■ **ТЕКСТ ДОКУМЕНТА**
◇ ◇ ◇ ◇ ◇ ◇ ◇
Оттуда я вернулся в Финляндию. 28 число провел в Кианта в доме священника Сакса и уже в самую распутицу добирался до Каяни, куда и прибыл вчера днем. Теперь тебе известно о моих странствиях... Ты, по-видимому, знаешь, что повсюду в российских деревнях живут кучно. Например, в Ухтуа более восьмидесяти домов на одних пахотах, точно так же в Вуоккиниеми, Ювялахти и других. Так что можешь представить себе, сколько рун мне удалось собрать за поездку. Записал много новых рун о Вяйнямёйнене и добавлений к старым. Хорошо, что не успели напечатать те руны [92] . От женщин я записал много сетований, если можно так назвать те песни, которые у других народов называются балладами, — впрочем, скоро сможешь их посмотреть. За поездку я исписал целых две книги бумаги. За время всех моих поездок я не встречал более искусных рунопевцев, чем в 1828 году в Кесялахти Юхана Кайнулайнен и во время нынешней поездки в Латваярви — Архиппа. Первому по своим тогдашним средствам я дал один рубль, второму — три с половиной риксдалера, но будь я побогаче, я дал бы им в качестве почетной награды по двадцать рублей каждому. [...]
92
Имеется в виду рукопись, которую Лённрот зимой 1834 года отправил в ФЛО для напечатания.
20 ноября 1834 г.
Спасибо тебе за письмо, которое я получил по возвращении из Кухмо и волости Репола, что на русской стороне. Ехал я туда по открытой воде, но пока занимался прививками и разными другими делами, лед стал и выпал снег. Начало пути совпало с кекри [93] , поэтому, наверное, догадываешься, что у меня ни в чем не было недостатка. К слову, до сего времени мне не приходилось видеть этот край таким богатым. Вот только домашнее пиво, приготовленное к приезду, не заслуживает похвалы, поскольку в нем совсем нет хмеля. Но я вышел из положения таким образом, что не пил его вовсе. Иначе обстояло дело с чаем, которым меня усердно поили в Репола, в доме священника. По весьма достоверному описанию того чаепития можешь судить, сколько мне пришлось выпить в тот день: утром — шесть чашек чаю и четыре чашки кофе в доме попа (в первой половине дня), после завтрака я был приглашен в гости в дом крестьянина Тахвонена, где выпил четыре чашки чаю и три чашки кофе, сразу после обеда (перед отъездом) — еще шесть чашек чаю, опять в доме попа. Бог весть чем бы меня угостили вечером, но я своевременно уехал, познав на горьком опыте, сколь трудно приходится порой бедному желудку.
93
Кекри — у карел и финнов дохристианский осенний праздник поминовения покойников, позднее слился с поминальной, так называемой родительской, субботой в конце октября.
Подробности после, через пару недель, когда я собственной персоной буду иметь честь нанести тебе визит. [...]
Каяни, 6 февраля 1835 г.
◇ ◇ ◇ ◇ ◇ ◇ ◇
■ **ИСХОДНЫЕ ДАННЫЕ**

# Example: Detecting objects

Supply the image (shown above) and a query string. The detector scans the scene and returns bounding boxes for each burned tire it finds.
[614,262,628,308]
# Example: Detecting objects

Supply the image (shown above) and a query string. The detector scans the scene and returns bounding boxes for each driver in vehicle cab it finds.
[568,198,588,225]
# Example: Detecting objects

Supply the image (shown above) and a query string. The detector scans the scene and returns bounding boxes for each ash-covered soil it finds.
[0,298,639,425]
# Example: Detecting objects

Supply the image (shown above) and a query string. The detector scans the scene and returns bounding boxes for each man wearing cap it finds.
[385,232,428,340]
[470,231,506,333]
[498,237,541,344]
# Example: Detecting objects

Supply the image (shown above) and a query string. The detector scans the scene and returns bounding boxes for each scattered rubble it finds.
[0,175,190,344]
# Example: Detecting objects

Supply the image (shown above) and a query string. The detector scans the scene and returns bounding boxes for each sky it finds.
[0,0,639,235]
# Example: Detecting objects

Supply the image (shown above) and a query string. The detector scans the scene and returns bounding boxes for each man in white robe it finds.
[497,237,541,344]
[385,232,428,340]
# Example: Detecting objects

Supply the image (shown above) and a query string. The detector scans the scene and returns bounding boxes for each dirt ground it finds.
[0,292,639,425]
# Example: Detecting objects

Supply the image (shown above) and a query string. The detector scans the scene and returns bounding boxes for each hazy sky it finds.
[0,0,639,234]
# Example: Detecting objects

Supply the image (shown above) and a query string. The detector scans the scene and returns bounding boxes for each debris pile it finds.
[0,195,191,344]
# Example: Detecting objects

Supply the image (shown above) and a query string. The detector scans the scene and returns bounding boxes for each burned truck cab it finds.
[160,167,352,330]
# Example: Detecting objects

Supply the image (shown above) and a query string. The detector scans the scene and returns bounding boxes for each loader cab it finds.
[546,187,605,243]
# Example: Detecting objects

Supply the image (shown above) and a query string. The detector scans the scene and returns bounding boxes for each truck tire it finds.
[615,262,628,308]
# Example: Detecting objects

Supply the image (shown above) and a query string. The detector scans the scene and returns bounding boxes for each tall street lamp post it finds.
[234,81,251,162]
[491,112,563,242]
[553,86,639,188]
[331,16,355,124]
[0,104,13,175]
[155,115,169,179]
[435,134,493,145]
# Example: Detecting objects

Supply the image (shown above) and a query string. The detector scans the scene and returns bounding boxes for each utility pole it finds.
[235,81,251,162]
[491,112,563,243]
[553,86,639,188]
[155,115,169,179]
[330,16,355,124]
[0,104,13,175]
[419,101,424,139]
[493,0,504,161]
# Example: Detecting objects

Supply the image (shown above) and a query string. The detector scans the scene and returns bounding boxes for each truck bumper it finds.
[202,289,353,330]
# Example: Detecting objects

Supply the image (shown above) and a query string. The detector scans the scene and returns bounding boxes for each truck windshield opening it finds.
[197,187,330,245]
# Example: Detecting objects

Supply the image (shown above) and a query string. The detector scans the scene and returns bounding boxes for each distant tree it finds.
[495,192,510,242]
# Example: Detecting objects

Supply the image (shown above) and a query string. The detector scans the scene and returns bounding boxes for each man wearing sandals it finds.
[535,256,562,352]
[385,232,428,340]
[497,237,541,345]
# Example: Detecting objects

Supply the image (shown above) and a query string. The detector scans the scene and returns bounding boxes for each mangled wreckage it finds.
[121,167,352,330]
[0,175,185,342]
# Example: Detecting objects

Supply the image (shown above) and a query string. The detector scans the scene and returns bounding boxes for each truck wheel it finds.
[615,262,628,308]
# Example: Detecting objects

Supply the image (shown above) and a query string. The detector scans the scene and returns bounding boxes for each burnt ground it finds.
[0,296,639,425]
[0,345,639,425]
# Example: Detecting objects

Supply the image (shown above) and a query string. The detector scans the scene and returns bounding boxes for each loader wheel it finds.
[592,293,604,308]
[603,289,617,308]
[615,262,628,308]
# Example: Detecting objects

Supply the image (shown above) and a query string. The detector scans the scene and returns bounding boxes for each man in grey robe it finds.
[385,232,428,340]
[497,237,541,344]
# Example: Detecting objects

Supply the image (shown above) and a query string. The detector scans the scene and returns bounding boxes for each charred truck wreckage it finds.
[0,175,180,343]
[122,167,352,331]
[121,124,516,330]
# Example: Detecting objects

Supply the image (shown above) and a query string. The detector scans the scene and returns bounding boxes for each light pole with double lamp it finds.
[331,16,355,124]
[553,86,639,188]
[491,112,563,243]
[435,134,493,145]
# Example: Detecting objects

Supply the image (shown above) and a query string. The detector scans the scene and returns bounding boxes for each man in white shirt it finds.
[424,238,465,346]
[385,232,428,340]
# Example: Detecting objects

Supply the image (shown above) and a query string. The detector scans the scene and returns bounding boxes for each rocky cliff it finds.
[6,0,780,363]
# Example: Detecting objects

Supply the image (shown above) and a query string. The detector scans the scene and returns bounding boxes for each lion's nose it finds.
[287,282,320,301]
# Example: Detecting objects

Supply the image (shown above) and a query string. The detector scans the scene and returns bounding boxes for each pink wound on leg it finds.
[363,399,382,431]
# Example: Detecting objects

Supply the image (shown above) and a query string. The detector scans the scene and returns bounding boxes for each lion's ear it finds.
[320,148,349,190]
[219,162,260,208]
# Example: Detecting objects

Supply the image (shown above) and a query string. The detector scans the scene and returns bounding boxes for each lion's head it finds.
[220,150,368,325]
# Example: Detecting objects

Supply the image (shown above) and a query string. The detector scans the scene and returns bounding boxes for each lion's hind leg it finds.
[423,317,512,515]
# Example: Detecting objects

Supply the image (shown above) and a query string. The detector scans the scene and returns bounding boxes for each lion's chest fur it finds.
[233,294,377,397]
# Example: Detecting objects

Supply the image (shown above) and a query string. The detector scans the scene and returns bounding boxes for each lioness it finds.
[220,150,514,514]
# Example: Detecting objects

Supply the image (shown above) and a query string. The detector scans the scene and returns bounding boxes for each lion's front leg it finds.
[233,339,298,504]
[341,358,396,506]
◇ ◇ ◇ ◇ ◇ ◇ ◇
■ **СПИСОК ЗАДАНИЙ**
1 > Сократите абзац текста писем о поездках, который начинается словами «Спасибо тебе за письмо», и оформите его в виде списка с сохранением основных фактов.
2 > Продолжите текст писем о поездках начиная с места сразу после его последней строки.

■ **ГОТОВЫЕ ОТВЕТЫ**
1 >
- Письмо адресата получено по возвращении из Кухмо и волости Репола на русской стороне.
- Туда ехали по открытой воде. Пока шли прививки и другие дела, встал лед и выпал снег.
- Начало пути совпало с кекри, поэтому ни в чем не было недостатка. Таким богатым этот край прежде видеть не доводилось.
- Домашнее пиво было без хмеля, и его не пили вовсе.
- В Репола усердно поили чаем. Утром в доме священника было выпито шесть чашек чаю и четыре чашки кофе. После завтрака у крестьянина Тахвонена выпито четыре чашки чаю и три чашки кофе. После обеда, перед отъездом, в доме попа выпито еще шесть чашек чаю.
- Уехать удалось до вечернего угощения, и горький опыт показал, как трудно порой приходится желудку.

2 >
...Этой осенью по возвращении из Хельсинки я вновь съездил на русскую сторону в волость Репола за пополнением к записям [94] , о чем уже писал ранее...
Шестое путешествие 1835 г.
94
В этот раз Лённроту удалось записать в деревнях волости Репола песни, относящиеся к медвежьему празднику.
Закончив работу над «Калевалой», Лённрот с еще большим энтузиазмом продолжает начатое дело, значение которого он стал более ясно осознавать. В апреле 1835 года он совершает поездку в восточную часть территории, занимаемой русскими карелами, о чем и рассказывается на следующих страницах. Из Кухмо он прошел через Репола в Рукаярви, оттуда вдоль реки Чиркка-Кемь — в Юшкюярви, Ухтуа, Ювялахти и Вуоккиниеми и через Кианта вернулся домой. В приложении приводится несколько отрывков из писем, по которым видно, что в конце августа 1835 года Лённрот побывал в Лапукка, что находится на русской стороне.
Кухмо, 12 апреля 1835 г.
Дорогой друг!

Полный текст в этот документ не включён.